## Goal:
Replace "stone archway" with "brick archway" in the data below, and leave everything else unchanged.

## Task material:
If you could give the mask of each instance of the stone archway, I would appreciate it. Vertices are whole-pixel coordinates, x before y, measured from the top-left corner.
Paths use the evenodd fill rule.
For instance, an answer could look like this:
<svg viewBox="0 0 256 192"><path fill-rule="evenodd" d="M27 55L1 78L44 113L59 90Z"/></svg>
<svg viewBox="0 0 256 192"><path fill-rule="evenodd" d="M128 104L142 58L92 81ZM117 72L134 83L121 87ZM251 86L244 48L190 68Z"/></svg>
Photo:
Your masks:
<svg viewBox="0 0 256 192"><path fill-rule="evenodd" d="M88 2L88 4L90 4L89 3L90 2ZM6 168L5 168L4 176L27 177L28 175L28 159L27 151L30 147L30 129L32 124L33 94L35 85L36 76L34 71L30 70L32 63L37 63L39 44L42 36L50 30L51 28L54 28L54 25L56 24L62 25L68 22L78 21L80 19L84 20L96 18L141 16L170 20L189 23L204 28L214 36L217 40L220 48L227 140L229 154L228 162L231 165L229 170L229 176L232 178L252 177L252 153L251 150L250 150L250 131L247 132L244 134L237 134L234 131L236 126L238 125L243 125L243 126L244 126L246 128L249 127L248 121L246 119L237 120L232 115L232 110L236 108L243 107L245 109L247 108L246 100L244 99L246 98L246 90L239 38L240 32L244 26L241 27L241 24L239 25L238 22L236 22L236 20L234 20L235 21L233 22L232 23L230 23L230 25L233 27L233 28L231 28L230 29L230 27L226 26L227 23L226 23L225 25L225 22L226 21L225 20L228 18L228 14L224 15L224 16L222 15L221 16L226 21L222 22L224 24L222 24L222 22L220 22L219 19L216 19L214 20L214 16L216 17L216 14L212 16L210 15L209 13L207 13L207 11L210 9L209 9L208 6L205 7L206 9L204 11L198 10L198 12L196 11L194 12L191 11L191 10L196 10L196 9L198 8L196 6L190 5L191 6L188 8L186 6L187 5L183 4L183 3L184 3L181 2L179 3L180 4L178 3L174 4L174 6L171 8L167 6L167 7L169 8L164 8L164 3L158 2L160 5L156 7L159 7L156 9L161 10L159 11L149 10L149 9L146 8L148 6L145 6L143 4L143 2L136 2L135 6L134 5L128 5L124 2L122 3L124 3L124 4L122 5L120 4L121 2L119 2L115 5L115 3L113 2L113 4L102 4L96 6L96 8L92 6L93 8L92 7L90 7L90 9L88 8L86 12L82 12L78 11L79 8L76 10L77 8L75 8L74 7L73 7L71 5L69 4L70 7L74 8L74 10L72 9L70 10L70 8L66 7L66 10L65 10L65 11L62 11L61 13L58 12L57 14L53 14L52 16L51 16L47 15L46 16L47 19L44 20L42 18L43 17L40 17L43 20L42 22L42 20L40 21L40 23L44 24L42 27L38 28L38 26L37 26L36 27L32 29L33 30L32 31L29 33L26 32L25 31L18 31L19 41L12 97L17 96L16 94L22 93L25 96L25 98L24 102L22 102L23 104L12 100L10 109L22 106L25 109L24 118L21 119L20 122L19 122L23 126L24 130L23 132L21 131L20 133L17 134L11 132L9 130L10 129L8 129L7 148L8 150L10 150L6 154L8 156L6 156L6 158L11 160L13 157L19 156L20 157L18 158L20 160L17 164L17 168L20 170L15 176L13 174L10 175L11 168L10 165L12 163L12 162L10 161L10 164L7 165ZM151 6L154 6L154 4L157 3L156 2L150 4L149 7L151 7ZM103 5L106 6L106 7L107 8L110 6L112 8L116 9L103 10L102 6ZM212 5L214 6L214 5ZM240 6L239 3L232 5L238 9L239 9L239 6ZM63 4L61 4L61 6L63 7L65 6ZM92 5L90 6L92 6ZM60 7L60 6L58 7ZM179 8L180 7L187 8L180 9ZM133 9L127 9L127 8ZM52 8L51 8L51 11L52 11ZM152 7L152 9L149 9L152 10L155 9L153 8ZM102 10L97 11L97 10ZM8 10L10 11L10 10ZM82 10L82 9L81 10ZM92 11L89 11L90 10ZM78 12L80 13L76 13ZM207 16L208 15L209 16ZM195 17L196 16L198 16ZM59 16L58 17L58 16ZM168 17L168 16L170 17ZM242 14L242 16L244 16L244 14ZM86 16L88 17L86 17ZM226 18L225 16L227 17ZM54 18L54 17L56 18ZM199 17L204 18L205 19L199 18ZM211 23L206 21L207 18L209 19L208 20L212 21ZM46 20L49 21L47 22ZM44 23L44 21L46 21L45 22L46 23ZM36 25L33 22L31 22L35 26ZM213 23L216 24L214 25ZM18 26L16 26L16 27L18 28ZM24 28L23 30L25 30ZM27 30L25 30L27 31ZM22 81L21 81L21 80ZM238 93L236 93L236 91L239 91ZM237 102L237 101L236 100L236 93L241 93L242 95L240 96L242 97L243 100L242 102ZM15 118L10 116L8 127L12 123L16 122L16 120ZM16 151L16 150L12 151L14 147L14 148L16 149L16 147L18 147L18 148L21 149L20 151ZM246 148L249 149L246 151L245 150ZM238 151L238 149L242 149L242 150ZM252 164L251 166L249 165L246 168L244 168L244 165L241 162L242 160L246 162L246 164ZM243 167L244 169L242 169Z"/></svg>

## Solution to the problem:
If you could give the mask of each instance of the brick archway, I would appreciate it. Vertices are whole-pixel coordinates, x before y, measured from the top-left corner.
Paths use the evenodd fill rule.
For instance, an answer could look like this:
<svg viewBox="0 0 256 192"><path fill-rule="evenodd" d="M27 55L1 78L44 113L59 90Z"/></svg>
<svg viewBox="0 0 256 192"><path fill-rule="evenodd" d="M128 104L142 58L92 81ZM117 72L134 83L121 87ZM251 86L244 48L190 68Z"/></svg>
Photo:
Your masks:
<svg viewBox="0 0 256 192"><path fill-rule="evenodd" d="M88 2L88 4L90 4L89 3L90 2ZM6 168L5 168L4 176L27 177L28 175L28 159L27 151L30 147L30 129L32 124L33 94L35 85L36 76L34 71L30 70L32 63L37 63L39 44L42 36L50 30L51 28L54 28L54 25L56 24L62 25L68 22L78 21L80 19L84 20L96 18L141 16L170 20L189 23L204 28L214 36L217 40L220 48L227 140L229 154L228 162L231 165L229 170L229 176L232 178L252 177L252 153L251 150L250 150L250 131L247 132L244 134L237 134L234 131L236 126L238 125L243 125L243 126L244 126L246 128L249 127L248 121L246 119L237 120L232 115L232 110L236 108L243 107L245 109L247 108L246 100L244 99L246 98L246 90L239 38L240 32L244 26L241 27L241 24L239 25L238 22L236 22L236 20L234 20L235 21L233 22L232 23L230 23L230 25L233 27L233 28L231 28L230 29L230 27L226 26L227 23L226 23L225 25L225 22L226 21L225 20L228 18L228 14L224 15L224 16L222 15L221 16L226 21L222 22L224 24L222 24L222 22L220 22L219 19L216 19L214 20L214 16L216 17L216 14L212 16L210 15L209 13L207 13L207 11L210 9L209 9L208 6L205 7L206 9L204 11L198 10L198 12L196 11L194 12L191 11L191 10L196 10L196 9L198 8L196 6L190 5L191 6L188 8L186 6L187 5L183 4L183 3L184 3L181 2L179 3L180 4L178 3L174 4L174 6L171 8L167 6L167 7L169 8L164 8L164 3L158 2L160 5L156 7L159 7L156 9L161 10L159 11L149 10L149 9L146 8L148 6L145 6L143 4L143 2L136 2L135 6L134 5L128 5L124 2L122 3L124 3L124 4L122 5L120 4L121 2L119 2L115 5L115 3L113 2L113 4L102 4L96 6L96 8L92 6L93 8L92 7L90 7L90 9L88 8L86 12L82 12L78 11L79 8L76 10L77 8L75 8L74 7L73 7L71 5L69 4L70 7L74 8L74 10L72 9L70 10L70 8L66 7L66 10L65 10L65 11L62 11L61 13L58 12L57 14L53 14L52 16L51 16L47 15L46 16L47 19L44 20L42 18L43 17L40 17L43 20L42 22L42 20L40 21L40 23L44 24L42 27L38 28L38 26L37 26L36 27L32 29L33 30L32 31L29 33L26 32L25 31L18 31L19 41L12 97L17 96L16 94L22 93L25 96L25 98L24 102L22 102L23 104L12 100L10 109L22 106L25 109L24 118L21 119L20 122L19 122L23 126L24 130L23 132L21 131L20 133L17 134L11 132L9 130L10 129L8 129L7 148L8 150L10 150L6 154L8 156L6 156L6 158L11 160L13 157L19 156L20 157L18 158L20 160L17 164L17 168L20 170L15 176L13 174L10 175L11 168L10 165L12 163L12 162L10 161L10 164L7 165ZM151 6L154 6L154 4L157 3L156 2L150 4L149 7L151 7ZM103 5L106 6L106 7L107 8L110 6L112 8L116 9L103 10L102 6ZM212 5L214 6L214 5ZM240 6L239 3L232 5L238 9L239 9L239 6ZM63 4L61 4L61 6L63 7L65 6ZM92 5L90 6L92 6ZM60 7L60 6L58 7ZM179 8L180 7L187 8L180 9ZM133 9L127 9L127 8ZM52 8L51 8L51 11L52 11ZM152 7L152 9L149 9L152 10L155 9L153 8ZM102 10L97 11L97 10ZM8 10L10 11L10 10ZM82 10L82 9L81 10ZM92 11L89 11L90 10ZM78 12L80 13L76 13ZM207 16L208 15L209 16ZM195 17L196 16L198 16ZM59 16L58 17L58 16ZM168 17L168 16L170 17ZM242 14L242 16L244 16L244 14ZM86 16L88 17L86 17ZM226 18L225 16L227 17ZM54 18L54 17L56 18ZM199 17L204 18L205 19L199 18ZM211 23L206 21L207 18L209 19L208 20L212 21ZM46 20L49 21L47 22ZM44 23L44 21L46 21L45 22L46 23ZM36 25L33 22L31 22L35 26ZM213 23L216 24L214 25ZM18 26L16 26L16 27L18 28ZM24 28L23 30L25 30ZM27 30L25 30L27 31ZM22 81L21 81L21 80ZM238 93L236 93L236 91L239 91ZM237 102L237 101L236 100L236 93L241 93L242 95L240 96L242 97L243 100L242 102ZM15 118L10 116L8 127L12 123L16 122L16 120ZM16 151L16 150L12 151L14 147L14 148L16 149L16 147L18 147L18 148L21 149L20 151ZM246 148L249 149L246 151L245 150ZM238 151L238 149L242 149L242 150ZM252 164L251 166L249 165L246 168L244 168L244 165L241 162L242 160L246 162L246 164ZM243 167L244 169L242 169Z"/></svg>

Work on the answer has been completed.